▸ **EXERCISE DETAILS**:
Repeat the full listing, word for word.
--------
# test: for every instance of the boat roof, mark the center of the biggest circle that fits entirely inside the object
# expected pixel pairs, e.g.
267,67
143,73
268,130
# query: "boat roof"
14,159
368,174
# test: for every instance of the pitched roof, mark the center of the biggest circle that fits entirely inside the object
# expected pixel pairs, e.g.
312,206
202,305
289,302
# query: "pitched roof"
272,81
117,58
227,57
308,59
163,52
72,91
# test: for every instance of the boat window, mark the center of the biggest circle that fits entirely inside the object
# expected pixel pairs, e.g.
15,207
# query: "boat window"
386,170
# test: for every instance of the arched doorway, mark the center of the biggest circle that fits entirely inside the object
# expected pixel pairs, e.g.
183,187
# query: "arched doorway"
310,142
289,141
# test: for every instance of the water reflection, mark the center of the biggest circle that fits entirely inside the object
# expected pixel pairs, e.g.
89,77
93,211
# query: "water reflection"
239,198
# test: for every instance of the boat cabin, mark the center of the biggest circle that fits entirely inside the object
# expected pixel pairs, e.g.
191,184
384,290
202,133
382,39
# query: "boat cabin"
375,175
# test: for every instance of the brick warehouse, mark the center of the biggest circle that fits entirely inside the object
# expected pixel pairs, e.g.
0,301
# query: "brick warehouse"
--------
▸ **ANSWER BELOW**:
# test: for every instance of the boat roof, mark the center of the biggest circle that fits entirely inside the object
# expected pixel pairs, e.g.
267,67
143,73
268,130
# query: "boat roof"
14,159
368,174
# test: for every instance of the pitched roof, mark the center of the biggest circle that fits entirely inside the object
# expected pixel pairs, e.g.
312,206
202,305
289,302
# query: "pitched roof"
272,81
117,58
227,57
308,59
163,52
72,91
# test: for every instance of the boat window, mark the center of the biggest circle that fits entirely inside the object
# expected pixel pairs, e.g.
15,207
# query: "boat window"
386,170
# test: for every instance of the arched doorway, mark the center of the biggest circle that fits entirely inside the object
# expected pixel pairs, e.g.
183,187
# query: "arched doorway"
310,142
289,141
# test: for every instance of the water reflection, mark the center of the biggest circle that fits entirely inside the object
# expected pixel pairs, e.g.
89,77
93,211
# query: "water reflection"
239,198
# test: for every instance of the boat cabin, mark the center of the biggest circle that fits entirely inside the object
# expected pixel pairs, e.g.
191,184
384,290
202,133
382,39
# query: "boat cabin"
375,175
# test: for every instance of the brick warehouse, mark the center of the biggest circle that fits entirely inside the object
# expected pixel pairs, e.g.
0,301
# query: "brick warehouse"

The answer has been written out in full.